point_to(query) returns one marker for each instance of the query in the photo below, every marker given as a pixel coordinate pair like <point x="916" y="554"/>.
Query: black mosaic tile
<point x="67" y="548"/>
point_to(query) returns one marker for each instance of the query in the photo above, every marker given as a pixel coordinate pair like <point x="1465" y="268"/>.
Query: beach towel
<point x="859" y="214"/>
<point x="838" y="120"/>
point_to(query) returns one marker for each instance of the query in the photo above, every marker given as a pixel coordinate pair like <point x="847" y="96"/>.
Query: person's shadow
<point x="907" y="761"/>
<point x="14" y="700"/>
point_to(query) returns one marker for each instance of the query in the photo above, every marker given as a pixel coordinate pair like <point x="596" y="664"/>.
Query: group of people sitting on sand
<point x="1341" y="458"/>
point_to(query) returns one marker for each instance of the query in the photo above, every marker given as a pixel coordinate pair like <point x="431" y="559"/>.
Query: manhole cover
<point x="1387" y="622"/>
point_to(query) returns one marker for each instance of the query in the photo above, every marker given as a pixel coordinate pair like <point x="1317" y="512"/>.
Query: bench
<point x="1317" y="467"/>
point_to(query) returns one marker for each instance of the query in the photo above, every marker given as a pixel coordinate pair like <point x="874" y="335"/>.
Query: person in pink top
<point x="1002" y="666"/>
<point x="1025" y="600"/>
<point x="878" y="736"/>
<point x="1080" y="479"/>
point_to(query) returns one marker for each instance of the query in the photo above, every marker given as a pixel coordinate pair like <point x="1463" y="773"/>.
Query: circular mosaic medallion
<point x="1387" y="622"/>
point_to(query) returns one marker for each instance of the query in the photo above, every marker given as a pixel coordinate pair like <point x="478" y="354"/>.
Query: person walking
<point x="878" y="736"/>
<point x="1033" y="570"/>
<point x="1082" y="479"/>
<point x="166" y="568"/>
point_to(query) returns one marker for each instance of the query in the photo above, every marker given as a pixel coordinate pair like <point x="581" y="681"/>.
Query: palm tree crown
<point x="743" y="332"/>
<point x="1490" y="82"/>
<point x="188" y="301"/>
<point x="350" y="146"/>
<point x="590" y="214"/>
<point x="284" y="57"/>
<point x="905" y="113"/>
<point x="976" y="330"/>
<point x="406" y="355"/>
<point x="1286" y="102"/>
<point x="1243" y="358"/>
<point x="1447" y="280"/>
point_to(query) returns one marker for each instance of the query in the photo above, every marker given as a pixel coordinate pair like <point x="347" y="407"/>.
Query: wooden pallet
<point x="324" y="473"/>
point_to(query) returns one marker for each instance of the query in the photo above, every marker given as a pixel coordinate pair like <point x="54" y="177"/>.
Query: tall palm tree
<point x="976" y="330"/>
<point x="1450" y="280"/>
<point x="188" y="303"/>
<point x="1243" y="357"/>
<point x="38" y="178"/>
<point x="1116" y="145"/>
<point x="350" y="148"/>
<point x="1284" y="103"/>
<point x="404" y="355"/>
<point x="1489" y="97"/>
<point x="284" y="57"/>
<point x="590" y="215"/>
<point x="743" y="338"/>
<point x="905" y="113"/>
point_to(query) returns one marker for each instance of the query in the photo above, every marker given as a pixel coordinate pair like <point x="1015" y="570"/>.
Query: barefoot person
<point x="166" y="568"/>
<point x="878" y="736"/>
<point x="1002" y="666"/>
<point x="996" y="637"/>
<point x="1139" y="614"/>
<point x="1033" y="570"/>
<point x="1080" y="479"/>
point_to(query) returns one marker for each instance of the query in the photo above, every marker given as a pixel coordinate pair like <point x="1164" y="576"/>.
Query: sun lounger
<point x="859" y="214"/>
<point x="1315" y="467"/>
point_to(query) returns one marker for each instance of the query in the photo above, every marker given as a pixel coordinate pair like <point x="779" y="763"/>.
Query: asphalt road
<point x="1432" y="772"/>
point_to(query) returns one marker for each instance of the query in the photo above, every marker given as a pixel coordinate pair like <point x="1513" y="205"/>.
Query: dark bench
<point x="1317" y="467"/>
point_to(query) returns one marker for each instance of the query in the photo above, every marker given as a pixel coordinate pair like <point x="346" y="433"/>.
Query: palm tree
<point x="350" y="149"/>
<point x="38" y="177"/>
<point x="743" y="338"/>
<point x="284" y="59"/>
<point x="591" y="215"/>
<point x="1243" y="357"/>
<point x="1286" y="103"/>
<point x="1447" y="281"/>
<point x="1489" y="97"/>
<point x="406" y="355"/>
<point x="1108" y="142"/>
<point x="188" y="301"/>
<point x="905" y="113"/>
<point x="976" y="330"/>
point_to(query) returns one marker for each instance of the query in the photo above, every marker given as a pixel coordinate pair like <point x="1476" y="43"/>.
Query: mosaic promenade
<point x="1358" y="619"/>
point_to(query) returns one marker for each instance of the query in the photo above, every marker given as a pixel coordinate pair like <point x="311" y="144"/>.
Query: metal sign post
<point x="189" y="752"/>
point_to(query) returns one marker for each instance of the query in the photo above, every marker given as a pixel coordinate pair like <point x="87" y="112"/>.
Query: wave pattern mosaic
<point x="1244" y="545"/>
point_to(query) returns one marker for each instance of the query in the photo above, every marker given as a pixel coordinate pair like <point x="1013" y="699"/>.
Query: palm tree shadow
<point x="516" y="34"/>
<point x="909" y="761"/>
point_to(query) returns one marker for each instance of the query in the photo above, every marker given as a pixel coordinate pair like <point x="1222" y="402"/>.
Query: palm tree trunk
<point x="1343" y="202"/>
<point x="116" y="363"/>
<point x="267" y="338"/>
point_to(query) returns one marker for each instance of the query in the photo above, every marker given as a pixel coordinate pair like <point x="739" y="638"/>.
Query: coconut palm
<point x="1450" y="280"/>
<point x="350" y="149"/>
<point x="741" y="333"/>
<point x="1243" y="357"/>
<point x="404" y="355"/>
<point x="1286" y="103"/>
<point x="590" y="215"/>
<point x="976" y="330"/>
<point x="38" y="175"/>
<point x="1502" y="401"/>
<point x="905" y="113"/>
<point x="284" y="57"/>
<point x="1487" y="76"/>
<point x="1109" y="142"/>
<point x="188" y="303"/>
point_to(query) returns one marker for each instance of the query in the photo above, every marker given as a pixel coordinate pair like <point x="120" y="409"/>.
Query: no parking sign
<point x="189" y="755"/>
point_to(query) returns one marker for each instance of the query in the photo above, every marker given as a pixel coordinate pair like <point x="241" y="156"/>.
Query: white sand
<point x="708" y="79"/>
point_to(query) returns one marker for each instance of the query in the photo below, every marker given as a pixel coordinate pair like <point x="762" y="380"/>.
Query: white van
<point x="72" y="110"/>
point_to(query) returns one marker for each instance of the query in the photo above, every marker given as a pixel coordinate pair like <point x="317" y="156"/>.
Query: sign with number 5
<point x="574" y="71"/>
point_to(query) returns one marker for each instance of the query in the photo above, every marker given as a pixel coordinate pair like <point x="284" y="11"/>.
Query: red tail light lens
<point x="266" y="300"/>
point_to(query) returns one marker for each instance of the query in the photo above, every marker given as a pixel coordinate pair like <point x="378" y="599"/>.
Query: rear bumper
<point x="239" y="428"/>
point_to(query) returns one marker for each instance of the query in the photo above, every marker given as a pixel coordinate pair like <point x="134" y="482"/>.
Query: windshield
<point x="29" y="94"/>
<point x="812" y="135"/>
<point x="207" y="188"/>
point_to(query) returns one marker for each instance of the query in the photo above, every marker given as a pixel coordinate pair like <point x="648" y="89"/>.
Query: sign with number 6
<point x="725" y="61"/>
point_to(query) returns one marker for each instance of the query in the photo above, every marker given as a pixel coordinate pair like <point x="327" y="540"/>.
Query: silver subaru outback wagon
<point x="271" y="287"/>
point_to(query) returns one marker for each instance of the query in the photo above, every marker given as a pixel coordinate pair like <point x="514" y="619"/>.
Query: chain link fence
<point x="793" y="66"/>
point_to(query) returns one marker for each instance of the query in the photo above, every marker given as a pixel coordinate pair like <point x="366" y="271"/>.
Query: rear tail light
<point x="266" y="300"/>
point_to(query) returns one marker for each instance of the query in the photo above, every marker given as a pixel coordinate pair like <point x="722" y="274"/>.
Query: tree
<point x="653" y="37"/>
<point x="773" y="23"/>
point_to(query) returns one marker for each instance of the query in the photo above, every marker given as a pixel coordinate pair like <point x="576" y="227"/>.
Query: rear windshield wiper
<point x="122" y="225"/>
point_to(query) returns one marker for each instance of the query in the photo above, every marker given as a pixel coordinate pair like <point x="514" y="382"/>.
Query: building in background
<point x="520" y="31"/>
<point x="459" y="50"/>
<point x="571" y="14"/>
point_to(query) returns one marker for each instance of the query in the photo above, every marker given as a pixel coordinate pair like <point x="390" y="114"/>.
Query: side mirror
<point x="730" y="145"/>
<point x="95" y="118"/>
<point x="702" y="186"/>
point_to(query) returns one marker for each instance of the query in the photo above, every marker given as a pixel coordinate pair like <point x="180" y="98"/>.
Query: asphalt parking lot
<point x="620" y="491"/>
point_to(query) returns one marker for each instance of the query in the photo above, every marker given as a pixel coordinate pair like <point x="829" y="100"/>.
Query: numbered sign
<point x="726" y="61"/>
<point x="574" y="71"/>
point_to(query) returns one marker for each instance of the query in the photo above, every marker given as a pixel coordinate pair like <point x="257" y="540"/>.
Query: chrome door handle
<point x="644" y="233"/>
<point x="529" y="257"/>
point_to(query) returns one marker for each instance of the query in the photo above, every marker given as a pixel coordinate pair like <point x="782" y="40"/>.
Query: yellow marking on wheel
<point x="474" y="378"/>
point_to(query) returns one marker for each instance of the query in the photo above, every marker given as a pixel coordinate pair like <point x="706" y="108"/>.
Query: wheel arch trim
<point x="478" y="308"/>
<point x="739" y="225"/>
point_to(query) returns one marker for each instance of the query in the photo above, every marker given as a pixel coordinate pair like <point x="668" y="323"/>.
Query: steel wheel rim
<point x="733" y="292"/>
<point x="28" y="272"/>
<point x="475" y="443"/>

## Required task
Which lines of the material above contain the string "palm"? Gather every such line, and treat uppercase and lowercase as different.

## Result of the task
Query: palm tree crown
Query: tall palm tree
Query: palm tree
Query: palm tree shadow
Query: palm tree trunk
Query: coconut palm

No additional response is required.